TASK TO CARRY OUT. Present everything from the start of the items down to the line containing "positive clicks: (986, 4)" as a Markdown table with columns Index and Text, numbering each row and leaving out blank lines.

DATA IN THIS EXERCISE.
---+---

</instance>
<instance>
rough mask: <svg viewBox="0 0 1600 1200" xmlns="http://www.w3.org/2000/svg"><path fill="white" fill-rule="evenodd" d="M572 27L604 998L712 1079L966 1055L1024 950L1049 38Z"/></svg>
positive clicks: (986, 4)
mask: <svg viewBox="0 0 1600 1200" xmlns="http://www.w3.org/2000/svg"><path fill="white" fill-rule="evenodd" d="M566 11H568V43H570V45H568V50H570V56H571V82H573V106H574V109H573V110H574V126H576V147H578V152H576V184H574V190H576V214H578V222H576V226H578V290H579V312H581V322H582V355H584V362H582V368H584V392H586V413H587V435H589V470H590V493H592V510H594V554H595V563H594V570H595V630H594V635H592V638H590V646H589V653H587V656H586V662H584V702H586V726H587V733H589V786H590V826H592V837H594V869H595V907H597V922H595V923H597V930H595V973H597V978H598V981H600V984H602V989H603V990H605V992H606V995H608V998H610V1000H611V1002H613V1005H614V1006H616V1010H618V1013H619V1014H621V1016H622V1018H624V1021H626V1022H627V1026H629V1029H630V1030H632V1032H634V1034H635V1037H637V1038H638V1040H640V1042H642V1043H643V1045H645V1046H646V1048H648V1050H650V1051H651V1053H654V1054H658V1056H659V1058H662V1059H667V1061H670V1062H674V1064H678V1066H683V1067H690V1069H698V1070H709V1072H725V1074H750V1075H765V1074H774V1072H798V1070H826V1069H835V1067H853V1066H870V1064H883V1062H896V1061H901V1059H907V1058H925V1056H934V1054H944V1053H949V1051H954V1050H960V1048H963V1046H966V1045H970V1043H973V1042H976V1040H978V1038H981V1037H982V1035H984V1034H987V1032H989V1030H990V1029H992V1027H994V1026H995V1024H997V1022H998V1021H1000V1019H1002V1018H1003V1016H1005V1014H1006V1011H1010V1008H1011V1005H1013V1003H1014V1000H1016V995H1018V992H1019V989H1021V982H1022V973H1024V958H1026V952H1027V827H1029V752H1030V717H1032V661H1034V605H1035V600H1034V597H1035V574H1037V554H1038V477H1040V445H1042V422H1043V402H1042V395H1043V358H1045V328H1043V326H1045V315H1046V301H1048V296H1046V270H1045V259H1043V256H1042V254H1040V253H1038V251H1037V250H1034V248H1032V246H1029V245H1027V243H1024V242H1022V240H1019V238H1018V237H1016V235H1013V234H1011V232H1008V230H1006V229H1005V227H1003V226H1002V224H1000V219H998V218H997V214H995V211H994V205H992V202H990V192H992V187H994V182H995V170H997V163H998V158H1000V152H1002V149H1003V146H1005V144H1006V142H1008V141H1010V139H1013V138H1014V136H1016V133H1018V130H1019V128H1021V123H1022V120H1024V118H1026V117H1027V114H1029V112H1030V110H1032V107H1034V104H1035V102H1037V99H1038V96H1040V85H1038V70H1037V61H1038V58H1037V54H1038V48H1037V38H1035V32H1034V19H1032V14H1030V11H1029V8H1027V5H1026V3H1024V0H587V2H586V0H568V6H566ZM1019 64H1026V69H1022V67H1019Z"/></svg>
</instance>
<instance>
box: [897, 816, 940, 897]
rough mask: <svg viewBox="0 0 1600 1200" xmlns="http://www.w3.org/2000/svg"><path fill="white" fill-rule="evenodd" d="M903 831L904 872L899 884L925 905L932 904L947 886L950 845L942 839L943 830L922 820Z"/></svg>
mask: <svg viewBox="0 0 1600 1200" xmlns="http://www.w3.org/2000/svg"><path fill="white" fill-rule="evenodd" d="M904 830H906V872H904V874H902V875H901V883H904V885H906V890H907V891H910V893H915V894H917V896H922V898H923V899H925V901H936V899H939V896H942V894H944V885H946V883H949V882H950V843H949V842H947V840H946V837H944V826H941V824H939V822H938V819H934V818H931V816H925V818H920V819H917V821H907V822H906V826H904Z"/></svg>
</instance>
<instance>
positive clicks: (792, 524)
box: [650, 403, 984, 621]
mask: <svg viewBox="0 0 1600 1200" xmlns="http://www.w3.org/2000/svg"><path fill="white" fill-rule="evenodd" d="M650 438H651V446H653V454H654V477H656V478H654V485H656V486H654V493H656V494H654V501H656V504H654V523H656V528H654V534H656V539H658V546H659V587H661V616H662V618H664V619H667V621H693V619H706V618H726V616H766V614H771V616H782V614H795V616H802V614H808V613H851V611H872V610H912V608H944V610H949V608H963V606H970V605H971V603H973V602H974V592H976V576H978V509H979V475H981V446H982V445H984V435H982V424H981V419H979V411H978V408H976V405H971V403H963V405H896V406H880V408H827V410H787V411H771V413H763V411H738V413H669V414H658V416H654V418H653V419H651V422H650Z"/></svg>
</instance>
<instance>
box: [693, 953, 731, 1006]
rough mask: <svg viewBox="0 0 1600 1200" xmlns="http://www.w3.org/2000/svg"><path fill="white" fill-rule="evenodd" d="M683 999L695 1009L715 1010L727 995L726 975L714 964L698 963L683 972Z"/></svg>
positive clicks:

---+---

FINISHED TASK.
| Index | Text |
|---|---|
| 1 | </instance> |
| 2 | <instance> |
| 3 | rough mask: <svg viewBox="0 0 1600 1200" xmlns="http://www.w3.org/2000/svg"><path fill="white" fill-rule="evenodd" d="M572 27L604 998L712 1079L966 1055L1024 950L1049 38Z"/></svg> |
| 4 | positive clicks: (986, 4) |